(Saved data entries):
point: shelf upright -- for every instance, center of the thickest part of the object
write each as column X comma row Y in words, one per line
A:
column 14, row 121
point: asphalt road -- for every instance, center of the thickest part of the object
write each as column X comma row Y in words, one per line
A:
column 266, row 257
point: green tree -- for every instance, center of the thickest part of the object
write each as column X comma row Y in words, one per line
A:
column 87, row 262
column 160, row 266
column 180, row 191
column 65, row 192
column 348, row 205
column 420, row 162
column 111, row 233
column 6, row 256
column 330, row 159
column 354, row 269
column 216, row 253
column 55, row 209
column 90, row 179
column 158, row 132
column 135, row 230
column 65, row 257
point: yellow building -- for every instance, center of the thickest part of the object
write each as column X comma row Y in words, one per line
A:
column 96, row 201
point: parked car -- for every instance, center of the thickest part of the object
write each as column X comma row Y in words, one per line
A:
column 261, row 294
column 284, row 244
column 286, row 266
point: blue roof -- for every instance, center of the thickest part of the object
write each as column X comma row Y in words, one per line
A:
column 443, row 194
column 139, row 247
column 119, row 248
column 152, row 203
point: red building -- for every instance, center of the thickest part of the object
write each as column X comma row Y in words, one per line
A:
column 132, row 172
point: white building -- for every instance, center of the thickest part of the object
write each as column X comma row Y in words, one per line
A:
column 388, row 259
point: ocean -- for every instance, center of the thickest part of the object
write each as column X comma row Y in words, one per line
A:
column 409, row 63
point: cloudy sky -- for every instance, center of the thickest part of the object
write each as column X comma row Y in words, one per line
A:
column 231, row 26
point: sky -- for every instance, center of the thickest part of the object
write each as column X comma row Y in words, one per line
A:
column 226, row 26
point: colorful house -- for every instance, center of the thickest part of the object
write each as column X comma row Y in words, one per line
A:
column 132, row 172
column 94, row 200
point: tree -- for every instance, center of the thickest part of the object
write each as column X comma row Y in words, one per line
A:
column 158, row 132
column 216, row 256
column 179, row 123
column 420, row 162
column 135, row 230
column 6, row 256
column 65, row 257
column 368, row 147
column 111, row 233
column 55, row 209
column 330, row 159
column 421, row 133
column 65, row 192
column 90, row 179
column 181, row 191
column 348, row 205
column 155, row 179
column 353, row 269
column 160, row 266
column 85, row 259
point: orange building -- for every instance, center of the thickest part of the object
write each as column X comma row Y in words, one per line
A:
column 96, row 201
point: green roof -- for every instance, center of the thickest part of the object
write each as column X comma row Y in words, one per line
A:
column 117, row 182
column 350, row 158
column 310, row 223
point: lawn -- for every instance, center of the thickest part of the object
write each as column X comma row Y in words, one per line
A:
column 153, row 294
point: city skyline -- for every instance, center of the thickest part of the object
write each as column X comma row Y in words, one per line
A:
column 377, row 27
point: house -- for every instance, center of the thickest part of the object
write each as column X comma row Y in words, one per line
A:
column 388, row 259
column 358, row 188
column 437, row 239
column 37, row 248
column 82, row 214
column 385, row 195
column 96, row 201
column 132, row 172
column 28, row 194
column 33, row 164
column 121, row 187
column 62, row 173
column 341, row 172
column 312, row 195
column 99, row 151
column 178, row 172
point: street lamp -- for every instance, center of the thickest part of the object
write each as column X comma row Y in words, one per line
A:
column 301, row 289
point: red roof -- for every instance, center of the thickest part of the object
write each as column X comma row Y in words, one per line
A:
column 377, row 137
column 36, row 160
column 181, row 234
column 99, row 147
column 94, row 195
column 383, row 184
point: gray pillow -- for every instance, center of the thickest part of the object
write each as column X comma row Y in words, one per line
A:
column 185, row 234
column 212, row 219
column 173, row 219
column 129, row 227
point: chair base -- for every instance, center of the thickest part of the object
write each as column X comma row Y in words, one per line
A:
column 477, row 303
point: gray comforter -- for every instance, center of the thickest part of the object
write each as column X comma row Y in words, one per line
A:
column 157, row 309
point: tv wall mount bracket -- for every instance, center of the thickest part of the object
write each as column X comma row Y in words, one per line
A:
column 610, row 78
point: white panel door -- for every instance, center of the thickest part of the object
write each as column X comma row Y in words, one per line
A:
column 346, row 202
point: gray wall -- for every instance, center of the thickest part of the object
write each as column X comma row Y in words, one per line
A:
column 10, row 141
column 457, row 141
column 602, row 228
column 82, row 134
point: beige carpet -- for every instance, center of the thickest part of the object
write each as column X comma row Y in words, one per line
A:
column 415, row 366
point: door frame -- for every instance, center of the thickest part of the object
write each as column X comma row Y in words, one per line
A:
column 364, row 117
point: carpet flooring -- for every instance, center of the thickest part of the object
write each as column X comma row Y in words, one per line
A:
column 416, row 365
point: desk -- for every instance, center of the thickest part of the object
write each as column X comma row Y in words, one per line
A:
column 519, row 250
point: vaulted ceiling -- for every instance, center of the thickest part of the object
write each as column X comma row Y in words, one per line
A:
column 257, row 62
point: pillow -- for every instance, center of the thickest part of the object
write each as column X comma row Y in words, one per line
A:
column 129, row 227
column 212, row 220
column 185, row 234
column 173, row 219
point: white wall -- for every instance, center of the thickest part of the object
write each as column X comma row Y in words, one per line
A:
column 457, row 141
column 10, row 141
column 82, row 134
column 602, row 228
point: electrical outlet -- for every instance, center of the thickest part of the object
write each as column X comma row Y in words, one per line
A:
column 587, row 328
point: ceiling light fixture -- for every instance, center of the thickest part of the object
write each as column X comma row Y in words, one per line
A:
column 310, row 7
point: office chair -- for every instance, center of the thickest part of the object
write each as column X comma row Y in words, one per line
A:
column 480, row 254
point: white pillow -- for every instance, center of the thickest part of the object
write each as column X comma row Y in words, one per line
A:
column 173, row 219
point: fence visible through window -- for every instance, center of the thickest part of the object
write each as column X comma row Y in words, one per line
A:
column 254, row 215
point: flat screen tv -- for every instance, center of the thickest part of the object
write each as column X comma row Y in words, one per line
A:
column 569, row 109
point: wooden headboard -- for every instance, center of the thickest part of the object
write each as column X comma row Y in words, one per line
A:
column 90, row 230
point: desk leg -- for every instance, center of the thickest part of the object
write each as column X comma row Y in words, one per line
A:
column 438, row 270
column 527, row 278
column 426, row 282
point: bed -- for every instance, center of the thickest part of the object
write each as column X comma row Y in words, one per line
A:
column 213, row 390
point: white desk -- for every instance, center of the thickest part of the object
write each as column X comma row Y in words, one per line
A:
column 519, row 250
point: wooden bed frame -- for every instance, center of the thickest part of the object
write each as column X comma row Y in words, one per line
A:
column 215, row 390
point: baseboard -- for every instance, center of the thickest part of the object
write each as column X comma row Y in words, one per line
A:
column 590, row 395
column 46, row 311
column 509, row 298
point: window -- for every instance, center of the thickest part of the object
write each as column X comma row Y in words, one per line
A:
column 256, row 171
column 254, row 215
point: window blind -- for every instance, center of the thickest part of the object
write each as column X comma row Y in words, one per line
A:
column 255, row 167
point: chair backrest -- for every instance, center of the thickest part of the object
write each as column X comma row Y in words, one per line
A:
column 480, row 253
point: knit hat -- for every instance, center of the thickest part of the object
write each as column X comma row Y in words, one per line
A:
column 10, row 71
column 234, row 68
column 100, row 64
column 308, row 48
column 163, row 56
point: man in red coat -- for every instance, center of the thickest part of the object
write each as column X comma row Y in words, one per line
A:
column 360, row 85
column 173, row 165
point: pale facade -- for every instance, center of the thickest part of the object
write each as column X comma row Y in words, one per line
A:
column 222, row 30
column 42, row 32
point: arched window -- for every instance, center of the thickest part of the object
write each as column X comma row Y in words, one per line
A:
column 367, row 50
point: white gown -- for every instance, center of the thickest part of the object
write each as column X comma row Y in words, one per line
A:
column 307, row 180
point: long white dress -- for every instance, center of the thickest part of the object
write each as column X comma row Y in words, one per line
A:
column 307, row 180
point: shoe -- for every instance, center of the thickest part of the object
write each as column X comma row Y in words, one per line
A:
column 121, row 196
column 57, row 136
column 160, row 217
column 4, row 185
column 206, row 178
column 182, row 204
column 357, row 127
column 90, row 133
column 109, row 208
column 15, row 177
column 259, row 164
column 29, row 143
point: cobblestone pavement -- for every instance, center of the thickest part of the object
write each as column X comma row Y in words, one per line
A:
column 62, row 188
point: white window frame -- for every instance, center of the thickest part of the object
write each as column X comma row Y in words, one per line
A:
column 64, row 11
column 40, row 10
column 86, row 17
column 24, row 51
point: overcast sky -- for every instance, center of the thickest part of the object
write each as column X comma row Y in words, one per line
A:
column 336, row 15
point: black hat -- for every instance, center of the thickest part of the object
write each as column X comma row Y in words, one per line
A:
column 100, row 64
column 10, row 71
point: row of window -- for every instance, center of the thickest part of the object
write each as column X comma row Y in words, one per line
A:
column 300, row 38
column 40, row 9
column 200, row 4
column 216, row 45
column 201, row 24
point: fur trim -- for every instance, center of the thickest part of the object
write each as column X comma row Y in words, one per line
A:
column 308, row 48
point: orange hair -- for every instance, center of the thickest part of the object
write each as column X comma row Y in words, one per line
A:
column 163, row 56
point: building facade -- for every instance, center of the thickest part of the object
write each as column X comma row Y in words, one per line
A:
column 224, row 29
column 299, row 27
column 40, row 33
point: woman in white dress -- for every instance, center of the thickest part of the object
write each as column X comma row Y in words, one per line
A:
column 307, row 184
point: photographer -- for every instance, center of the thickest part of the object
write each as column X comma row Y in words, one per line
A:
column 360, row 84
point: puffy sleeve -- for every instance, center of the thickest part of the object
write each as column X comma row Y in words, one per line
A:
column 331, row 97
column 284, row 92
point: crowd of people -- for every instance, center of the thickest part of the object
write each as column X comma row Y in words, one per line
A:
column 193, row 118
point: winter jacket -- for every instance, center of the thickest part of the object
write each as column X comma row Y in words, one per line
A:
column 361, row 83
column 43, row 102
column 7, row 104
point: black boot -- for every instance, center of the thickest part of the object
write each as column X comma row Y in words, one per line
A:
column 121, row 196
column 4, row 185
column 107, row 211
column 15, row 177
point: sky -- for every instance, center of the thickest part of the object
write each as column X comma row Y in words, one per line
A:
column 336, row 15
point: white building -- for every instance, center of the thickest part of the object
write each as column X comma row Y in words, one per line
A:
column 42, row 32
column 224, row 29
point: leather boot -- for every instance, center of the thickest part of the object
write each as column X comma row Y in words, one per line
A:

(Goal):
Copy out the rows above word for word, starting at the line containing "point: ceiling light" and ending at the line containing "column 310, row 7", both included.

(Solution):
point: ceiling light fixture -- for every instance, center of the thickest part of the object
write each as column X comma row Y in words, one per line
A:
column 310, row 7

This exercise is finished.